◆ HOW TO COMPLETE THIS TASK ◆
Restate the full set of records exactly, word for word.

◆ INPUT ◆

-----

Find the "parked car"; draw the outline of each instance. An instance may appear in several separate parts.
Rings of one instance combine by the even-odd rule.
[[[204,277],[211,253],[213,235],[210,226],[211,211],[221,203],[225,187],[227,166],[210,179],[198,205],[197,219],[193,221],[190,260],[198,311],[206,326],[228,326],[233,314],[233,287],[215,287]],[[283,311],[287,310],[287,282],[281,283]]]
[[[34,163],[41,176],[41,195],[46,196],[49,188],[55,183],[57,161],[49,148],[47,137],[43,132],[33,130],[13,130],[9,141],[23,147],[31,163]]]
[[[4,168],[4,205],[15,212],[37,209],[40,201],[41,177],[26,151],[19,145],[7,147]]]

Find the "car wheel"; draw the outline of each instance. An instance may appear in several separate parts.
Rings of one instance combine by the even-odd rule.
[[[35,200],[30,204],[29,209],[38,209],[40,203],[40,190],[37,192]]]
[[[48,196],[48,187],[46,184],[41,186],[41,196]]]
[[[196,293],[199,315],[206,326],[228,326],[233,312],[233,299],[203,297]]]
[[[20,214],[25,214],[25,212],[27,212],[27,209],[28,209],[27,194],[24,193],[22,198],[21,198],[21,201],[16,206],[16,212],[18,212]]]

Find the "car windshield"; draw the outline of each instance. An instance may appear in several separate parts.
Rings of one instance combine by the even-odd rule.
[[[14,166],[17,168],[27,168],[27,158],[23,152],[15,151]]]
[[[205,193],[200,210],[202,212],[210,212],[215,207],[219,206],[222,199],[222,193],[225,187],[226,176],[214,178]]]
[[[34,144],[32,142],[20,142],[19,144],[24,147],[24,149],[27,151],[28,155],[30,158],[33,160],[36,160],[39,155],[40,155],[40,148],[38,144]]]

-----

◆ EXERCISE OUTPUT ◆
Find the "parked car"; draw the outline of each instance. An instance may appear in several separate parts.
Rings of one instance combine by the even-odd rule.
[[[204,277],[211,253],[213,235],[210,226],[211,211],[221,203],[225,187],[227,166],[210,179],[198,205],[197,219],[193,221],[190,260],[198,311],[206,326],[228,326],[233,314],[233,287],[215,287]],[[283,311],[287,310],[287,282],[281,283]]]
[[[34,163],[41,176],[41,195],[46,196],[49,188],[55,183],[57,161],[49,148],[47,137],[43,132],[33,130],[13,130],[9,141],[23,147],[31,163]]]
[[[4,168],[4,205],[15,212],[37,209],[40,201],[41,177],[26,151],[19,145],[7,147]]]

Find the "car wheel"; draw the outline of each instance. An instance may appear in several separate parts.
Rings of one instance combine by the even-odd rule.
[[[35,200],[30,204],[29,209],[38,209],[40,203],[40,190],[37,192]]]
[[[48,196],[48,187],[46,184],[41,186],[41,196]]]
[[[196,293],[199,315],[206,326],[228,326],[233,312],[233,299],[203,297]]]
[[[20,214],[25,214],[25,212],[27,212],[27,209],[28,209],[27,194],[24,193],[22,198],[21,198],[21,201],[16,206],[16,212],[18,212]]]

Find the "car windshield"; draw the outline of each instance. An instance may appear in several separate parts.
Rings of one instance combine by the even-odd rule.
[[[14,166],[17,168],[27,168],[27,158],[23,152],[15,151]]]
[[[205,193],[200,210],[202,212],[210,212],[215,207],[219,206],[222,199],[222,193],[225,187],[226,176],[214,178]]]
[[[34,144],[32,142],[20,142],[19,144],[24,147],[24,149],[27,151],[28,155],[30,158],[33,160],[36,160],[39,155],[40,155],[40,148],[38,144]]]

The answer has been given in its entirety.